And that’s what Bretton does. It holds 15-20 stocks in industries that the manager feels he understands really well. “Understands really well” translates to “do I think I understand who’ll be making money five years from now and what the sources of those earnings will be?” In some industries (biotech, media, oil), his answer was “no.” “Some really smart guys say oil will be $50/bbl in a couple years. Other equally smart analysts say $150. I have no hope of knowing which is right, so I don’t invest in oil.” He does invest in industries such as retail, financial services and transportation, where he’s fairly comfortable with his ability to make sense of their dynamics.
When I say “he does invest,” I mean “him, personally.” Mr. Dodson reports that “I’ve invested all my investible net-worth, all my family members are invested in the fund. My mother is invested in the fund. My mother-in-law is invested in the fund (and that definitely sharpens the mind).” Because of that, he can imagine Bretton Fund functioning almost as a family office. He’s gathering assets at a steady pace – the fund has doubled in size since last spring and will be able to cover all of its ‘hard’ expenses once it hits $7 million in assets – but even if he didn’t get a single additional outside dollar he’d continue running Bretton as a mechanism for his family’s wealth management. He’s looking to the prospect of some day having $20-40 million, and he suspects the strategy could accommodate $500 million or more.

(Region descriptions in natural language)

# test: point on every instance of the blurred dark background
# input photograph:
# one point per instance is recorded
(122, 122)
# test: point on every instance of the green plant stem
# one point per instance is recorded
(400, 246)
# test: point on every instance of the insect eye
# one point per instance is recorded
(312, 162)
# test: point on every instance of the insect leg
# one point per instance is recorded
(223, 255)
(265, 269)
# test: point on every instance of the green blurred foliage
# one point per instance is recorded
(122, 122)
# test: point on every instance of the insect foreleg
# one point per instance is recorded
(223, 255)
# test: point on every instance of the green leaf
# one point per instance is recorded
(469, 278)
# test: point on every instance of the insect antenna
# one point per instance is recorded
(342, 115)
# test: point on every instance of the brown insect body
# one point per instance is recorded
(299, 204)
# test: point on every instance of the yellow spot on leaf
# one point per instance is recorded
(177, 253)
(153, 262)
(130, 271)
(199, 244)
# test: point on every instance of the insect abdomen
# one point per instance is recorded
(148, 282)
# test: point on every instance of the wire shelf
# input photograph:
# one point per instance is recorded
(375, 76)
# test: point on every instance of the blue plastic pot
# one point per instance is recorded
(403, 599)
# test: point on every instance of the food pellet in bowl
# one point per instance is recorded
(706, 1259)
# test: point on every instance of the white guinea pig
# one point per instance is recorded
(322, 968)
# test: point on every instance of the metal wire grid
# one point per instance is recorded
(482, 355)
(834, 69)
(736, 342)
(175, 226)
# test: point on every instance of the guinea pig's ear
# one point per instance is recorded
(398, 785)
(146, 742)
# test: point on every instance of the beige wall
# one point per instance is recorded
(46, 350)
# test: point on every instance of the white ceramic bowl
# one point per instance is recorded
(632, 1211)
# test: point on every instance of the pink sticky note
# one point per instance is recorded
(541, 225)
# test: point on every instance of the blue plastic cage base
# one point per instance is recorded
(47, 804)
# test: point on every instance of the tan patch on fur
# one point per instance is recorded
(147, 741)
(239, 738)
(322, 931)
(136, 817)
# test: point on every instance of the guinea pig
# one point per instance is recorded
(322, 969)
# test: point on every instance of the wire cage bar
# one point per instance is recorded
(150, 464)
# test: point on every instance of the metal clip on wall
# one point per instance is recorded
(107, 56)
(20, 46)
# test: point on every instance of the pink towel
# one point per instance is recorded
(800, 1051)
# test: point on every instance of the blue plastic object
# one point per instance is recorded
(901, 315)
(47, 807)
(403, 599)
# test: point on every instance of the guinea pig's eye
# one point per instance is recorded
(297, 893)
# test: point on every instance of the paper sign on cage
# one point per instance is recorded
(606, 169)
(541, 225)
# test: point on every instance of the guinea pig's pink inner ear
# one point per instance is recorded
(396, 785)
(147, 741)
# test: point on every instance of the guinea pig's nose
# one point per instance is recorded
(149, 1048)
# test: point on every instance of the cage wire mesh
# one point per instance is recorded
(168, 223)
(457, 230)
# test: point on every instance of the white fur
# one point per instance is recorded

ACTION ITEM -
Resume the passage about the Bretton Fund from the point where it stops. The data can be set aside; it plays no part here.

EXERCISE OUTPUT -
He might well have launched a hedge fund, but decided he’d rather help average families do well than having the ultra-rich become ultra-richer. Too, he might have considered a venture capital capital of the kind he’s worked with before, but venture capitalist bank on having one investment out of ten becoming a huge winner while nine of 10 simply fail. “That’s not,” he reports, “what I want to do.”
What he wants to do is to combine a wide net (the manager reports spending most of his time reading), a small circle of competence (representing industries where he’s confident he understands the dynamic), a consistent discipline (target undervalued companies, defined by their ability to generate an attractive internal rate of return – currently he’s hoping for investments that have returns in the low double-digits) and patience (“five years to forever” are conceivable holding periods for his stocks). He’s currently leveraging to fund’s small size, which allows him to benefit from a stake in companies too small for larger funds to even notice.
This is a one-man operation. Economies of scale are few and the opportunity for a lower expense ratio is distant. It’s designed for careful compounding, which means that it will rarely be fully invested (imagine 10-20% cash as normal) and it will show weak relative returns in markets that are somewhat overvalued and still rising. Many will find that frustrating.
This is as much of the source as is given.